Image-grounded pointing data
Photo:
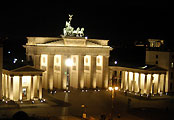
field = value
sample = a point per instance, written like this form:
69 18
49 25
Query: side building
89 66
155 77
164 58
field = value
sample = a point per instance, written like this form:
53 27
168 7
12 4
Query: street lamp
68 63
113 89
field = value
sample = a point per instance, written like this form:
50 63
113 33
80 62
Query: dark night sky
121 22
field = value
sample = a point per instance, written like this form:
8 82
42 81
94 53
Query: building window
98 60
86 60
171 86
57 60
74 60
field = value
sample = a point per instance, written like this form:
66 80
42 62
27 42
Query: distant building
89 66
162 58
87 58
156 77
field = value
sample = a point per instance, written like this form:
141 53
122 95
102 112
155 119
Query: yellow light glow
68 62
110 88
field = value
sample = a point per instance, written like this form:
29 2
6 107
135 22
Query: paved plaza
63 105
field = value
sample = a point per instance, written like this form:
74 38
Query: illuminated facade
156 77
163 58
24 83
143 80
89 57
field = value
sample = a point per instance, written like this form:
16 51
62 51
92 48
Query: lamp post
68 63
113 89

• **What to work on**
Your answer must be the records above, word for word, with no pictures.

• **Output of the exercise**
Photo:
field = value
sample = a point per instance, written like this form:
69 18
49 25
Query: side building
89 66
155 77
164 58
field = value
sample = a point per instance, written like this form:
53 27
168 7
12 4
Query: street lamp
68 63
113 89
field = value
sample = a point per instance, written like this form:
50 63
113 33
80 62
Query: dark night sky
121 22
field = value
sample = a point per instance, written like this form:
8 82
42 81
94 53
Query: building window
98 60
86 60
171 86
57 60
74 60
field = value
sample = a point per instance, written like this form:
66 80
42 62
27 42
Query: distant building
89 66
162 58
87 58
156 77
field = value
sample = a point per instance, written like this form:
141 53
122 95
102 112
155 119
Query: yellow light glow
68 62
110 88
field = value
sample = a point per instance, written like this form:
29 2
6 107
135 22
Query: paved plaza
63 105
field = value
sample = a point per instance, written like this form:
74 38
Query: illuminated facade
156 77
163 58
24 83
143 80
89 57
field = value
sample = a point per instance, written like this form:
16 51
62 51
92 48
Query: lamp post
68 63
113 89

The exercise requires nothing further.